__Short problem 1__
Update the part of the records that opens with the line containing "point per instance: organ" and closes with the last line of the records. Replace "wooden" with "timber", change nothing else, and give only that part.

__Passage to read__
▼▼▼

So, you are giving a negative review about a company that refunded you, either partially, or completely, from an order you placed, evidently during the winter time, and because the shipping store? held the box for extra days? I am not sure I fully understand your argument here. You bought fish, the shipper held them too long, shipped them, you received them after your shipper held them again, you received most dead, and were refunded? that sounds like honest business practice to me aside from the negligent shipping companies. So why are you leaving a negative comment about cichlidstorm? If anything, you should be leaving a negative one about the place that ships, seems they are at fault here.

my email: [email protected]


----------



## Cichlidman

Wayne you asked.. 
Don't start that here.


----------



## Blue Lagoon Pets

excuse me? I think you may have me confused here. You have a very hole filled slandering type review, over which it seems, by your terms and words above, falsely directed at a business, not where it should be. Further more, my name is Eric, as it has always been. I was just deciphering what you were saying above. Reading it in black and white is all. I was not saying you were wrong or are wrong, just that the way you describe things, you seem to be blaming the wrong company. Have you ever ordered since and been faulted?


----------



## susankat

Lets calm down everyone. Each person is going to have their own opinions on mail order from different companies. People may have different opinions of one company, that is not saying that it is wrong.

I can understand waiting to send a shipment out due to weather, be it hot or cold but there should be some communication between both parties. My last order I had to wait a month for due to holiday then weather. But we kept in contact the entire time. My first order with this company went south fast, but decided to try them one more time and got excellant service from them. I would recommend them to others.

I would like to say though you should be careful on how you word things when your not happy with an order. You don't know if that person might be a member of this forum or has friends on this forum which can lead to liable lawsuits. Keep complaints civil and worded to where it is not stating anything inflammitory to protect yourself and this forum.


----------



## Blue Lagoon Pets

Susan, well said. Having dealt with this particular company before, for a good length of time, I am well aware of how well they construct business. The way I read what this cichlidman had said seemed biased and incomplete, albeit single sided argument. His story just doesn't add up to me to be blaming this company when he clearly stated the shipper held it, and he was refunded. Where is the negative business ethics in this?


----------



## Barb Okla

Dang, Thanks Blue Lagoon pets!! I could not have said better about cichildman's posts. WELL DONE!! 

This is not the only site he as posted this at.. Most of His posts have been deleted and he has been banned from other sites for his posts..

Saving them all cichlidman!! saving them all!! Barb


----------



## Cichlidman

Oh the whole gang is coming just please delete my account.


----------



## susankat

Please no pm's on either side of this. I'm not taking sides with anyone. I just want a calm discussion with no slandering so keep this civil or I will lock the thread.


----------

▲▲▲

__Short problem 2__
In the forum thread, what name does the poster Blue Lagoon Pets give as their own?

__Records provided__
▼▼▼

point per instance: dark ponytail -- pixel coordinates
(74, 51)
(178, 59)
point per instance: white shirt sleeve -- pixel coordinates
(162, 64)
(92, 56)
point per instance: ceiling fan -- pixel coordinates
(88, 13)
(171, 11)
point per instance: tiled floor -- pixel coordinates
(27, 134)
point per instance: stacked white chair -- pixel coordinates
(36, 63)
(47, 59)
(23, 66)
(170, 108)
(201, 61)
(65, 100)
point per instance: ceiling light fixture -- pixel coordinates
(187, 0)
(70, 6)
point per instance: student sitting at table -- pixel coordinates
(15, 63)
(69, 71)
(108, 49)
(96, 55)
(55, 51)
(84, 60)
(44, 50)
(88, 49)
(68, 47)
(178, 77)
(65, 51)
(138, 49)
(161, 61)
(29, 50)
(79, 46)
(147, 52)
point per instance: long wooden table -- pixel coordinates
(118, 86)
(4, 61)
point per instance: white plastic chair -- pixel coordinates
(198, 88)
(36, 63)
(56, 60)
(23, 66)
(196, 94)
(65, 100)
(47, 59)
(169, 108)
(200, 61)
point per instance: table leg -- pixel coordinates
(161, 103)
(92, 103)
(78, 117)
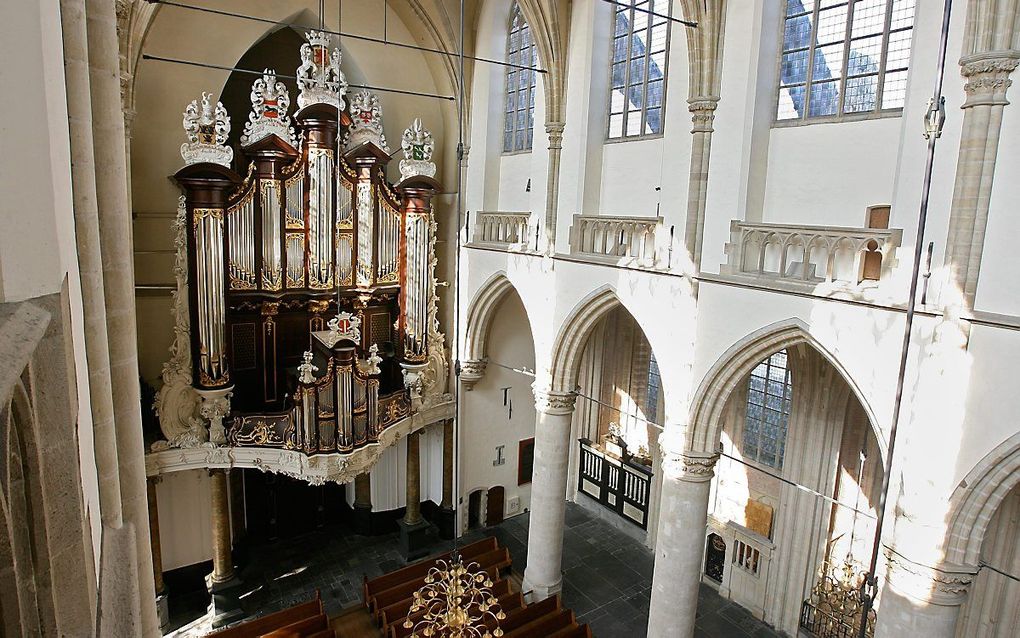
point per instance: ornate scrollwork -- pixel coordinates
(319, 77)
(270, 102)
(207, 128)
(417, 145)
(367, 120)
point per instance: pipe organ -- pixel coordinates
(312, 262)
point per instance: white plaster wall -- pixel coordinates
(185, 501)
(486, 422)
(38, 247)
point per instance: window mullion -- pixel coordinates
(809, 76)
(880, 80)
(848, 34)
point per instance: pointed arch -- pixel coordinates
(708, 405)
(481, 311)
(977, 498)
(569, 344)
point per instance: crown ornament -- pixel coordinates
(207, 128)
(319, 77)
(270, 102)
(366, 126)
(417, 145)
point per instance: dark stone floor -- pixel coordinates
(607, 577)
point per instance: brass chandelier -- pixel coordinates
(457, 601)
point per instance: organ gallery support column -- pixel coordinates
(413, 529)
(549, 485)
(448, 512)
(223, 583)
(686, 480)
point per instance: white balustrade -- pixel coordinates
(501, 229)
(618, 240)
(808, 255)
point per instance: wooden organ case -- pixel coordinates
(311, 263)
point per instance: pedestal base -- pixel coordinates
(362, 520)
(163, 610)
(446, 520)
(414, 539)
(225, 604)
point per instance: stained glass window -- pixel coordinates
(842, 57)
(638, 83)
(769, 393)
(518, 125)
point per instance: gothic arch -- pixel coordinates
(572, 337)
(977, 497)
(480, 313)
(708, 405)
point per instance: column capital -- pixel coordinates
(471, 372)
(987, 77)
(703, 112)
(945, 584)
(553, 402)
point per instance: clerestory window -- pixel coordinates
(844, 57)
(765, 424)
(638, 84)
(518, 126)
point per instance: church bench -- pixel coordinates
(418, 570)
(301, 629)
(268, 623)
(522, 617)
(544, 626)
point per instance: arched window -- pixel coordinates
(518, 127)
(844, 57)
(769, 394)
(638, 84)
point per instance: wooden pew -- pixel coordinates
(301, 629)
(420, 569)
(270, 622)
(544, 626)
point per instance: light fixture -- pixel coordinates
(457, 601)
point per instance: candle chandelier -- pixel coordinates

▲▲▲

__Answer 1__
point per instance: organ gallery support column -- pixel coordinates
(413, 529)
(549, 485)
(448, 512)
(223, 583)
(686, 480)
point per instance: white balustrade -- pixel coordinates
(501, 229)
(618, 240)
(808, 255)
point per instance: timber organ case -- pixel coordinates
(311, 263)
point per instance: pedestal base -- pixel coordinates
(362, 520)
(163, 610)
(446, 520)
(414, 539)
(225, 604)
point per instance: stained glass window -- pixel coordinates
(842, 57)
(638, 83)
(769, 393)
(518, 125)
point per instance: gothic arch -- pixel coordinates
(572, 337)
(977, 497)
(480, 313)
(708, 405)
point per instance: column capital -- pixel coordinates
(471, 372)
(987, 77)
(703, 112)
(945, 584)
(553, 402)
point per instance: clerestory window -- pixel coordinates
(844, 57)
(765, 424)
(638, 84)
(518, 126)
point per instance: church bench -- pixel coordinates
(418, 570)
(301, 629)
(268, 623)
(522, 617)
(544, 626)
point per instance: arched window -- pixel coordinates
(518, 127)
(844, 57)
(769, 394)
(638, 84)
point per instance: timber pew -- pixel coordinates
(301, 629)
(420, 569)
(270, 622)
(544, 626)
point per instance: light fixture -- pixel coordinates
(457, 601)
point per instance: candle chandelier -- pixel coordinates

__Answer 2__
Eric